* **WHAT IS NEEDED**:
Please pick out every line in the items below that contains the string "firework", and copy each such line in full.

[Region annotation items]
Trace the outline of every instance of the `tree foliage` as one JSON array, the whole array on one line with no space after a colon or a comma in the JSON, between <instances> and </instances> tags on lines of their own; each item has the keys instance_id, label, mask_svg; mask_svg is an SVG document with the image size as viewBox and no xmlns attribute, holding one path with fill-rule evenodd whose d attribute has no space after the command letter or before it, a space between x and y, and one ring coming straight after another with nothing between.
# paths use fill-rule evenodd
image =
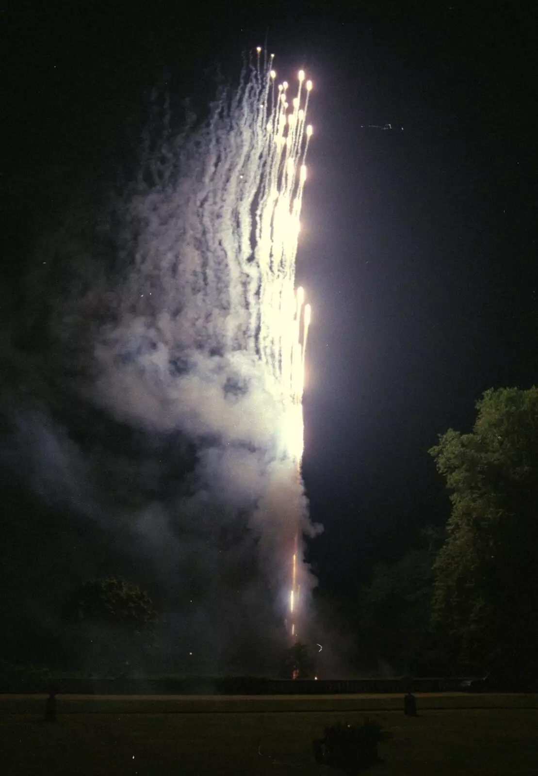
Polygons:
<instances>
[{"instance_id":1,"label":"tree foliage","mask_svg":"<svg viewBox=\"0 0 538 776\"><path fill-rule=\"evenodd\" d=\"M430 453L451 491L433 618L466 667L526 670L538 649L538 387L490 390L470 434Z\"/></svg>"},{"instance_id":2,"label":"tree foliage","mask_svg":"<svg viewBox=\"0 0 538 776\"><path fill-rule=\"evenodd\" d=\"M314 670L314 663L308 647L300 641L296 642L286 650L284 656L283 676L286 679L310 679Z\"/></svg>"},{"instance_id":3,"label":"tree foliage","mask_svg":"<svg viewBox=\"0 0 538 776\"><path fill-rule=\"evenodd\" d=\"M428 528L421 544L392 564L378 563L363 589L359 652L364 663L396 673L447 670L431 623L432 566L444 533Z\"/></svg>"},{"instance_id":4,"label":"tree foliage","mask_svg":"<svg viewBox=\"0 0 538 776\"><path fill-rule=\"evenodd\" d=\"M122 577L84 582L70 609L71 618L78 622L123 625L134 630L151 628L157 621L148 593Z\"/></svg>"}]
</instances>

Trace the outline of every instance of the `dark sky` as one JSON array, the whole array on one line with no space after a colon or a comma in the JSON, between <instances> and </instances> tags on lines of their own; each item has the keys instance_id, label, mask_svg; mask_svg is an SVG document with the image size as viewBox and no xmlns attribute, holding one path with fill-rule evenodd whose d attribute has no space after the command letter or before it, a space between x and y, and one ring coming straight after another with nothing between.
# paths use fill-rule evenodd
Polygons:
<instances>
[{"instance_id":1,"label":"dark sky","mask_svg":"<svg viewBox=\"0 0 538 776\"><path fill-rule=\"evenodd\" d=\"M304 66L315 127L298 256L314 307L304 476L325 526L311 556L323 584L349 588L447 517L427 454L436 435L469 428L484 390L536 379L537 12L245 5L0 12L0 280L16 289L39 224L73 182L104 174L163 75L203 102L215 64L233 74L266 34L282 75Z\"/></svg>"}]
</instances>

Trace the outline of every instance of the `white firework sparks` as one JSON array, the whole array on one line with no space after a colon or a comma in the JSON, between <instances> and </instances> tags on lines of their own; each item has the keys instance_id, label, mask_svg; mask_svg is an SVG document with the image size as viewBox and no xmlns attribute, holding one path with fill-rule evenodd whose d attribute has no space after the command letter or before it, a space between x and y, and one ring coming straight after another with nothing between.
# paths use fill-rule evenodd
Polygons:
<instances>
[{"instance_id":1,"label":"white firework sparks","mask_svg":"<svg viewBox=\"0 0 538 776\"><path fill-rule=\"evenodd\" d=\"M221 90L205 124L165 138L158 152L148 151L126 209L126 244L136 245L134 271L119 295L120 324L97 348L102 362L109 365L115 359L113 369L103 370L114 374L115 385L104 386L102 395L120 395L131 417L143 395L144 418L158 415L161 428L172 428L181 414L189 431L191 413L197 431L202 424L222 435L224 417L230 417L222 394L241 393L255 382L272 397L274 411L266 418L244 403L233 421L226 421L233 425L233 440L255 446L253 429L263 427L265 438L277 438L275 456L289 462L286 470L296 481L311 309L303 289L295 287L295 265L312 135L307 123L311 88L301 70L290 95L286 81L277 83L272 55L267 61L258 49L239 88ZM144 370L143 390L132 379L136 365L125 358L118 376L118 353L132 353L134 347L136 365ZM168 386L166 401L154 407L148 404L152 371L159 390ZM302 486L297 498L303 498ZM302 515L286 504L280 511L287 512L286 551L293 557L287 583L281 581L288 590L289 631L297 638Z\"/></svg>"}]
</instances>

* **COMPLETE ANSWER**:
Trace the outline of every instance of the `white firework sparks` as one JSON array, the whole array on one line with no space after a colon or a comma in the JSON, between <instances> and </instances> tags on lines of their own; each item has the keys instance_id, label, mask_svg; mask_svg is an SVG document with the image size as viewBox and no xmlns attribute, holding one path with fill-rule evenodd whose d attribute has no space after the command letter or before it, a space between x and y, and one ring coming straight after another with nothing between.
[{"instance_id":1,"label":"white firework sparks","mask_svg":"<svg viewBox=\"0 0 538 776\"><path fill-rule=\"evenodd\" d=\"M221 90L205 124L165 138L158 152L148 151L126 209L126 244L136 245L134 271L119 295L120 324L97 348L102 362L109 365L115 359L113 369L103 370L114 374L115 385L104 386L102 395L120 395L131 417L143 395L144 418L158 415L161 428L172 428L181 414L189 431L191 413L197 431L202 424L222 435L224 417L230 417L222 394L241 393L255 382L272 397L274 411L266 418L244 403L233 421L226 421L233 425L233 440L255 446L253 429L263 427L265 438L277 438L275 456L289 462L286 470L296 481L311 309L303 289L295 287L295 265L312 135L307 123L311 88L301 70L290 95L286 81L277 83L272 55L267 61L258 49L239 88ZM144 370L143 390L132 379L136 365L125 358L118 376L118 353L132 353L134 347L136 365ZM168 386L166 401L154 407L148 404L152 371L159 390ZM302 486L297 498L303 498ZM302 515L286 504L280 511L287 512L286 551L293 557L287 583L281 581L288 590L289 631L297 638Z\"/></svg>"}]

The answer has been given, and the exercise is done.